# The records:
========================

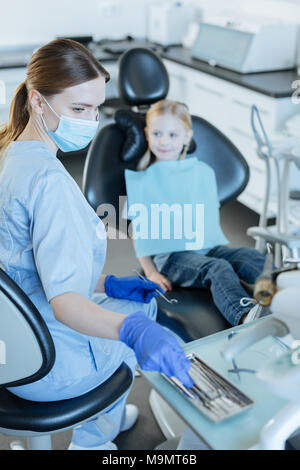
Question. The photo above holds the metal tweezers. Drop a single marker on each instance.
(211, 393)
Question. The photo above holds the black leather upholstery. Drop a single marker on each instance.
(194, 317)
(143, 78)
(34, 319)
(19, 414)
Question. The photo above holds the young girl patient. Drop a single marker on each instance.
(214, 266)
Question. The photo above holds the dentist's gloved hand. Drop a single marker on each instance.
(131, 288)
(155, 348)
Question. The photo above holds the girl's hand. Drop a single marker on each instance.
(161, 280)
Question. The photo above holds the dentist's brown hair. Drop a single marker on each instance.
(60, 64)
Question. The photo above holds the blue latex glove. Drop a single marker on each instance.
(155, 348)
(131, 288)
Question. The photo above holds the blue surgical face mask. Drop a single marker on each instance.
(72, 134)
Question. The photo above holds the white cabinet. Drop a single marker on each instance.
(228, 107)
(10, 78)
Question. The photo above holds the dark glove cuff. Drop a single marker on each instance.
(132, 327)
(107, 285)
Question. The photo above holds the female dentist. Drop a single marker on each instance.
(52, 244)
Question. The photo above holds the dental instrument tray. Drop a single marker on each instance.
(212, 394)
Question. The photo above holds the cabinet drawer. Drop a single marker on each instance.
(208, 103)
(247, 146)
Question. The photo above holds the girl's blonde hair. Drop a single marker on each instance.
(162, 107)
(60, 64)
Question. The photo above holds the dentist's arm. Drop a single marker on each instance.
(85, 316)
(151, 273)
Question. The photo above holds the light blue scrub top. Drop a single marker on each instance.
(52, 242)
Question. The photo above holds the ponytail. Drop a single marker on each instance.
(18, 118)
(58, 65)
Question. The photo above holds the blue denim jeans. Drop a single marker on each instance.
(220, 270)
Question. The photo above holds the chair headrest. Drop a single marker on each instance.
(135, 143)
(143, 78)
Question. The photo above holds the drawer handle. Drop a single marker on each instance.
(209, 90)
(243, 133)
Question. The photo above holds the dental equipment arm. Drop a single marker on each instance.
(284, 321)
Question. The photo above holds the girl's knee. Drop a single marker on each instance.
(150, 309)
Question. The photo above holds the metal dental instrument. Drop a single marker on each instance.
(212, 394)
(170, 301)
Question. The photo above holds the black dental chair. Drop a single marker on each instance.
(143, 80)
(27, 354)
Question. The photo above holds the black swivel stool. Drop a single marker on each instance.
(143, 80)
(27, 354)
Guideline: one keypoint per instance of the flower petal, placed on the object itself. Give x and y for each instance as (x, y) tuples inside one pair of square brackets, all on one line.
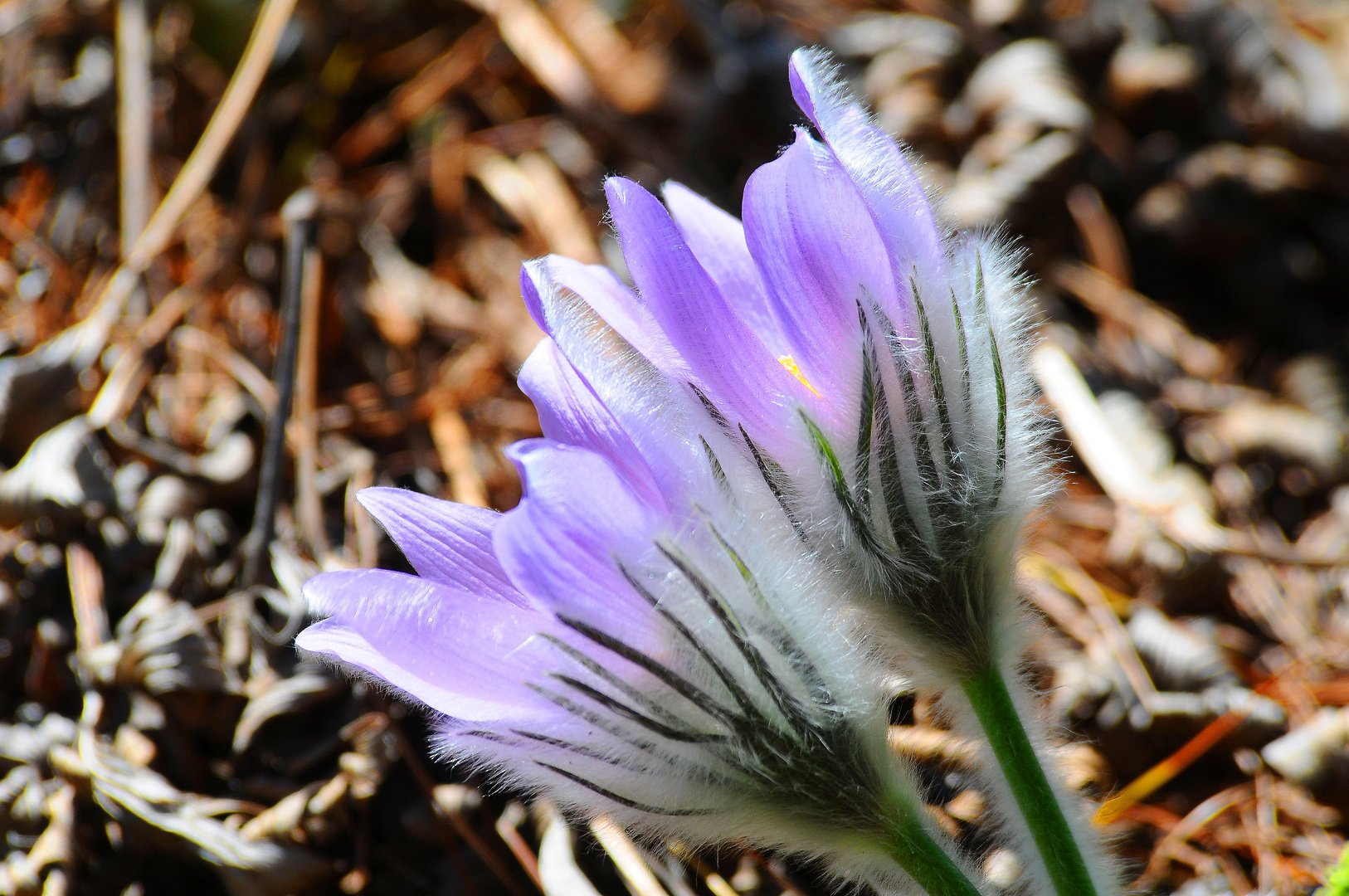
[(332, 639), (432, 635), (543, 281), (446, 542), (717, 241), (823, 260), (873, 161), (564, 542), (728, 359), (569, 411)]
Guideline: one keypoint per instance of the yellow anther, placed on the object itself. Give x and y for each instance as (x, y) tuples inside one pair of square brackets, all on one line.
[(787, 361)]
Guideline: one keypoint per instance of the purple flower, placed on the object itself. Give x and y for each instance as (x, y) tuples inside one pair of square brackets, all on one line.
[(797, 441)]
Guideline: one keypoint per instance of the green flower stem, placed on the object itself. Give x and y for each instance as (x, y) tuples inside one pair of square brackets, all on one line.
[(913, 849), (993, 706), (1338, 881)]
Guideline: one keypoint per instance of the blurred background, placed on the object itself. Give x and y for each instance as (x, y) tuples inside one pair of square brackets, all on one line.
[(1176, 173)]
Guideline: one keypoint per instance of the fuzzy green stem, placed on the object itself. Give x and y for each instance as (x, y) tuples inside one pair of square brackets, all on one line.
[(1338, 881), (993, 706), (913, 849)]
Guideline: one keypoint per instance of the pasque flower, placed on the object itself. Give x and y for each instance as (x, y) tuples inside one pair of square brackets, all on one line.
[(787, 465)]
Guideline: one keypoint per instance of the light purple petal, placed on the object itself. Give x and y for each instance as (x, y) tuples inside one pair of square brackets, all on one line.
[(873, 161), (332, 639), (446, 646), (564, 542), (636, 373), (728, 359), (446, 542), (717, 241), (823, 260), (569, 411), (545, 282)]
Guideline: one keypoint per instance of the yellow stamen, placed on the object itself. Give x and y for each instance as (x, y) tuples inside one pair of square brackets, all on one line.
[(787, 361)]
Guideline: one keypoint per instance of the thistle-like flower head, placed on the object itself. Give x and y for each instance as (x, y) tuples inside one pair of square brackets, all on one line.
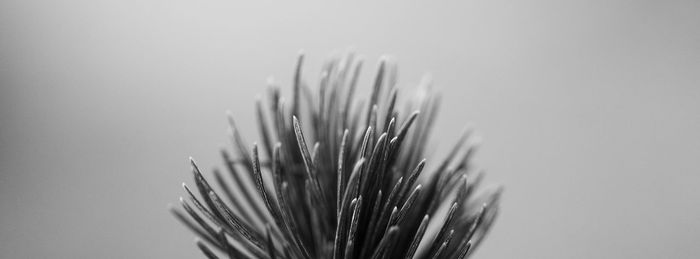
[(338, 178)]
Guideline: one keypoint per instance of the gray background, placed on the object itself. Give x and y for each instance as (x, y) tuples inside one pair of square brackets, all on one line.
[(589, 111)]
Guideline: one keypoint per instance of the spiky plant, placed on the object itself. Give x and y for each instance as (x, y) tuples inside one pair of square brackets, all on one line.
[(352, 184)]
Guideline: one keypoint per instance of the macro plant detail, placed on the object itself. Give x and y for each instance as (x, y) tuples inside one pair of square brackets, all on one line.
[(338, 177)]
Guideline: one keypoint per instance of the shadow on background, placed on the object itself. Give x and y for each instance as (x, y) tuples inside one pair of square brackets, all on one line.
[(588, 110)]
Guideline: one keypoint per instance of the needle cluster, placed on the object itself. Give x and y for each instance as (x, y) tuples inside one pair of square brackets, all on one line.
[(335, 177)]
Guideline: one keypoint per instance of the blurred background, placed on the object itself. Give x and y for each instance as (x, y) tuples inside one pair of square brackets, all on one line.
[(589, 113)]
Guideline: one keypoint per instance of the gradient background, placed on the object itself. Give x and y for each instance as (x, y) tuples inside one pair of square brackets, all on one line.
[(589, 111)]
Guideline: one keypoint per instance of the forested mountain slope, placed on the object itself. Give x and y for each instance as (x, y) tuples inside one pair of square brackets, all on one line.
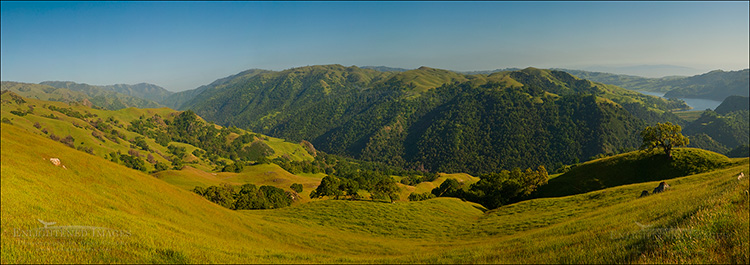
[(436, 119)]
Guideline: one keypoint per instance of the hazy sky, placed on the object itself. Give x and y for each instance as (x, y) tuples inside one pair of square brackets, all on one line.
[(182, 45)]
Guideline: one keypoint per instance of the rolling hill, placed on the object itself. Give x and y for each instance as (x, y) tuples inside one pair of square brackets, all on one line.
[(96, 211), (714, 85), (79, 93), (141, 90), (435, 119)]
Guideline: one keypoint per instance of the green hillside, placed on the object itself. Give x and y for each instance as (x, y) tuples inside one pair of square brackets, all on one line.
[(44, 92), (136, 218), (715, 85), (632, 167), (436, 119), (105, 132), (141, 90)]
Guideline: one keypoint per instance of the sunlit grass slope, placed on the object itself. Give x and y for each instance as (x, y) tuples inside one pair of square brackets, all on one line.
[(81, 129), (632, 167), (703, 218)]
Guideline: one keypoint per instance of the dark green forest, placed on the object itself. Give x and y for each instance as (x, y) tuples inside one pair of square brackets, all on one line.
[(436, 120)]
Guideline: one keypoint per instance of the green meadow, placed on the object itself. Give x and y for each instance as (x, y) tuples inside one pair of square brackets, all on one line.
[(701, 219)]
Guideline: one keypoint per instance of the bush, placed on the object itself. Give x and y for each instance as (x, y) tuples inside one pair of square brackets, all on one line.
[(69, 141), (421, 196), (296, 187)]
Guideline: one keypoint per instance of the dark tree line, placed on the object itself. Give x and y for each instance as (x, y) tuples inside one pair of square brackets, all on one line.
[(248, 196)]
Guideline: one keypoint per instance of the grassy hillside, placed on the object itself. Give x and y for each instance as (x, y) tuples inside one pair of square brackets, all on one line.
[(99, 96), (43, 92), (632, 167), (702, 219), (106, 131)]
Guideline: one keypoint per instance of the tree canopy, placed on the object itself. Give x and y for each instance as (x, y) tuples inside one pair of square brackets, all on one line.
[(665, 136)]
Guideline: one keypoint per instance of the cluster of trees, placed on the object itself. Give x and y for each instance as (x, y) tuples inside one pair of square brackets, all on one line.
[(352, 169), (384, 189), (477, 126), (247, 197), (493, 189), (188, 128)]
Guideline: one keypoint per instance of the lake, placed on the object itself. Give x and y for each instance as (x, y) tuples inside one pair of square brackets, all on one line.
[(695, 103)]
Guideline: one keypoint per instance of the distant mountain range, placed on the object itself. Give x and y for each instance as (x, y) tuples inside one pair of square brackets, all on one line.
[(142, 90), (89, 95), (714, 85), (435, 119), (649, 71)]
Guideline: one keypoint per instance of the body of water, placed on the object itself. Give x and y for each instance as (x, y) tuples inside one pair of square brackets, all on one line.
[(695, 103)]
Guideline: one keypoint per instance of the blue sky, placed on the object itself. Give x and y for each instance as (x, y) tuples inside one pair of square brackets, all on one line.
[(182, 45)]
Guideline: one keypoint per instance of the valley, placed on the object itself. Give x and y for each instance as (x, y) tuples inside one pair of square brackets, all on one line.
[(138, 171)]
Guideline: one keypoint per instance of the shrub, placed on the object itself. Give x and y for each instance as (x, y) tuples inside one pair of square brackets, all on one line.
[(296, 187)]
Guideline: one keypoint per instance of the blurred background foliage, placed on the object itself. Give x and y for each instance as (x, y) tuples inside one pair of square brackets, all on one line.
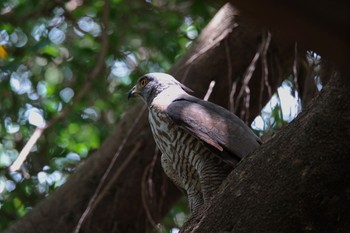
[(48, 53)]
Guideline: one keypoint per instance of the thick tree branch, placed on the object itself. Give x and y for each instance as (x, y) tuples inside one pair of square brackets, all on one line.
[(297, 182)]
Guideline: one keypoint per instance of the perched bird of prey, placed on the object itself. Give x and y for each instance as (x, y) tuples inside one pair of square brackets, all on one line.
[(200, 141)]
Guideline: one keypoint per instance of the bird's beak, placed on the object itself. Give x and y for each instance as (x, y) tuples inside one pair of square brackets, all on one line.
[(133, 92)]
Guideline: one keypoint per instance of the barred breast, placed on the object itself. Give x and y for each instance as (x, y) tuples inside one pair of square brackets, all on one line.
[(186, 160)]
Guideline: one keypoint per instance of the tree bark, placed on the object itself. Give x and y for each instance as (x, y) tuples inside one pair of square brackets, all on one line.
[(135, 195), (319, 25), (297, 182)]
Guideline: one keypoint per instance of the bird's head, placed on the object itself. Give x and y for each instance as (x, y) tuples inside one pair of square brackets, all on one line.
[(151, 85)]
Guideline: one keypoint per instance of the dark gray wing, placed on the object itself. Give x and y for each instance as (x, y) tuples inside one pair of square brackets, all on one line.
[(226, 134)]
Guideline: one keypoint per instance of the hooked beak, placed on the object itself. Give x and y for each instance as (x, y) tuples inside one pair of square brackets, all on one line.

========================

# Task description:
Nothing but the lines from the one holding "Guideline: one keypoint per instance of the perched" through the end of the listing above should appear, each exactly as given.

# Task response:
Guideline: one keypoint per instance of the perched bird of prey, placed on the object itself. Give x and y for each instance as (x, y) tuples inside one pair of square brackets, all on one line.
[(200, 141)]
Guideline: one keypoint per instance of the bird's beak, placed on the object itself. Give x and y for each instance as (x, y) tuples inside one pair of square brackets, all on one line.
[(133, 92)]
Guideline: one keypoint per instance of the barred breast, placed on the object itself. Give x and y for each instance as (x, y) tuples inside one pair of square brackets, all on one line.
[(186, 160)]
Guideline: one keypoint per instance of the tree bark, placed on the object itself. Give x and y for each instance as (x, y) tuples inside one pair of square brackets, all on one line.
[(135, 195), (319, 25), (297, 182)]
Guideline: one keypoint per instance of the bird's head, placed on the object itself. Give x and y for each instance as (x, y) tuples inside one pair of square brackets, all on one line.
[(151, 85)]
Guideline: one keypoint per instance of the dark gray wing, placed on the object itself. Give x and y for each instance as (x, y) tuples inside one pair of square brackets, all on one line.
[(226, 134)]
Guideline: one keypoint per instance of the hooked beak, placed on the object itself. Give x and y for each instance as (x, y) tuples inside one pair of square brackets, all on one line.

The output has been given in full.